### OBJECTIVE
Set down exactly the lines from the one containing "Where can you spot the gray" through the last line of the records below, both included, and nothing else.

### GIVEN RECORDS
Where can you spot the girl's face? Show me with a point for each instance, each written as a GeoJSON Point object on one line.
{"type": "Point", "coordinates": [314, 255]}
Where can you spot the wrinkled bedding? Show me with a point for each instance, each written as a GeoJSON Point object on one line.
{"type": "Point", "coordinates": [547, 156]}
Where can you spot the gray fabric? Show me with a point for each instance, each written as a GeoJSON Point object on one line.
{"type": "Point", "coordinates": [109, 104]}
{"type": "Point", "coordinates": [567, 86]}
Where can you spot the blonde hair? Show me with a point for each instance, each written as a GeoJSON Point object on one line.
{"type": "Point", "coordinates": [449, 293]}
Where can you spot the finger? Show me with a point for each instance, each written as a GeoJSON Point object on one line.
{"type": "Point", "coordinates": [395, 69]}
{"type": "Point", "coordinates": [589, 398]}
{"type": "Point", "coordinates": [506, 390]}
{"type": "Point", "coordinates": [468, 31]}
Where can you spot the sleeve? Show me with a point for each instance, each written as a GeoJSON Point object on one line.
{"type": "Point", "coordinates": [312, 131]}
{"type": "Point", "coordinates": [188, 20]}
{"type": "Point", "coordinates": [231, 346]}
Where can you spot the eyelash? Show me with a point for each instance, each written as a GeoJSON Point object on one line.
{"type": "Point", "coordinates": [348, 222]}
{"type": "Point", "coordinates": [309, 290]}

### SOLVED EXERCISE
Where can you spot the gray fabric? Show me with a point for each instance, each written as a GeoJSON Point object on one line.
{"type": "Point", "coordinates": [109, 104]}
{"type": "Point", "coordinates": [567, 86]}
Where can you spot the blonde hair? Show me with a point for each instance, each written as a GeoJSON Point object on one line.
{"type": "Point", "coordinates": [449, 293]}
Where can you spot the finger? Show me with a point for each instance, each written as a GeoJSON Point object on one line.
{"type": "Point", "coordinates": [395, 69]}
{"type": "Point", "coordinates": [589, 398]}
{"type": "Point", "coordinates": [506, 390]}
{"type": "Point", "coordinates": [468, 31]}
Where can you spot the sleeve? Show me with a point for each instance, each written as a GeoJSON Point object on one line.
{"type": "Point", "coordinates": [312, 131]}
{"type": "Point", "coordinates": [188, 20]}
{"type": "Point", "coordinates": [231, 346]}
Where can you spot the eyelash? Show me with a point for each instance, each written as a GeoJSON Point object on one line.
{"type": "Point", "coordinates": [348, 222]}
{"type": "Point", "coordinates": [309, 290]}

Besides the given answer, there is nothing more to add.